▶ _Stated exercise_
Please continue the passage on Denver's craft beer scene, starting after its final sentence.

Denver’s tap houses, brew pubs, gastro pub and distillery scene continues to expand with the past year seeing a number of new entries including Denver Strange Brewing, Renegade, Copper Kettle, and Amato Ale House, which features 45 Colorado beers on tap. Downtown Denver alone added more than 250 taps in just a year. Five Colorado brewers have made the Brewers Association’s latest list of the country’s Top 50 Craft Breweries: Fort Collins’ New Belgium (3) and Odell Brewing Co. (33); Louisville’s Rock Bottom Brewery (35); Longmont’s Oskar Blues Brewery (36); and Denver’s Breckenridge Brewery (45). Colorado brewers won more medals at the GABF (considered the gold standard of beer competitions) than any other state.

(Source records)

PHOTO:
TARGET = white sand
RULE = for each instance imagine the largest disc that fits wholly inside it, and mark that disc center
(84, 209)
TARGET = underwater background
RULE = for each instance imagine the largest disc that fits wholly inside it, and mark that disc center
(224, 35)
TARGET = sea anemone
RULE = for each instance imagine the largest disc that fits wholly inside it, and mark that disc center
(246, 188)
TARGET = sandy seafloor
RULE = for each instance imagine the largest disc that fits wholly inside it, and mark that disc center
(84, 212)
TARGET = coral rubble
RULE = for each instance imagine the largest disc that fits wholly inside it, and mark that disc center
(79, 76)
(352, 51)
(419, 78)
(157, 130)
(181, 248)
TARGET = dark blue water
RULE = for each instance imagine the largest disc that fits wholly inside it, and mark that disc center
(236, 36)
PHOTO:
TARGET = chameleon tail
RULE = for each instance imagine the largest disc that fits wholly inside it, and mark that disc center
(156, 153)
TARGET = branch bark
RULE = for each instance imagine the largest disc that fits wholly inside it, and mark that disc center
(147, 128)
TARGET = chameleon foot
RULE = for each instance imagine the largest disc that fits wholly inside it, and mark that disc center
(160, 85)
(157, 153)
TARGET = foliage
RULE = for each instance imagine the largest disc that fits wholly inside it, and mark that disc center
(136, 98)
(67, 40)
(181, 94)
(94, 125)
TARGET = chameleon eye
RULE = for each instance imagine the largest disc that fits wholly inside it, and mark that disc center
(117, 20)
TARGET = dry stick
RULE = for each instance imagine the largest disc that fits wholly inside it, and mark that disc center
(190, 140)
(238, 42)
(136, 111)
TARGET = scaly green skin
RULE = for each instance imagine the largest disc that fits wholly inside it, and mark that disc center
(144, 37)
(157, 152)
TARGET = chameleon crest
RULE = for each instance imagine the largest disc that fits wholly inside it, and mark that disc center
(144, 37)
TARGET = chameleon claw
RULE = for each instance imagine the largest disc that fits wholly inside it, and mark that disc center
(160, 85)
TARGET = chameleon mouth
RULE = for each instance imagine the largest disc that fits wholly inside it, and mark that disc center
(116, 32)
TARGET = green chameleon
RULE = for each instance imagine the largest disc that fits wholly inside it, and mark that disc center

▶ _Written response_
The success of craft brewing in Colorado is no coincidence, according to Todd Usry, Brewmaster and General Manager at Breckenridge Brewery. “I think the Colorado lifestyle, which embraces true quality of life, is a major factor in the adoption of craft beer enjoyment,” he says. “I’m not the first to notice that this is a state where you see a $5,000 bicycle on top of a $500 car. Those same outdoors enthusiasts are the ones who see the quality in craft beer and are willing to pay a little more for interesting, satisfying beer. Our Colorado consumers are also willing to experiment and to share with friends. The fun-loving, open-minded, quality-seeking folks who live in this state created the environment for so many breweries to succeed here.”
And then there’s the water. Just as the rivers flowing over the moors of Scotland have added to the indelible taste of Scotch whiskey, so too does water tumbling down from the Rocky Mountains give strength to Colorado beers. Coors Brewery uses the same 44 natural springs that Adolph Coors discovered in the 1870s.